PROBLEM REQUIREMENTS ▸ Which lines of the data below contain the word "instance", with case counting? Return each such line in full.

>> begin RECORDS FOR THE TASK

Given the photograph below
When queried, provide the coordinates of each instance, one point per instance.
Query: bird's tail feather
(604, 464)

>> end RECORDS FOR THE TASK
>> begin RECORDS FOR THE TASK

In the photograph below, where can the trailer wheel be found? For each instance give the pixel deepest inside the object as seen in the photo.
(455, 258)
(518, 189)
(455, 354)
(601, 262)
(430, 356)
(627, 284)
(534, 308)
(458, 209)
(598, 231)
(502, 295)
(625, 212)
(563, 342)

>> end RECORDS FOR THE TASK

SOLUTION BELOW ▸
When queried, provide the coordinates of each instance, one point per instance.
In the photograph below, where can the trailer wheel be found? For each instance give the pixel deepest inside the object as seen in the photo.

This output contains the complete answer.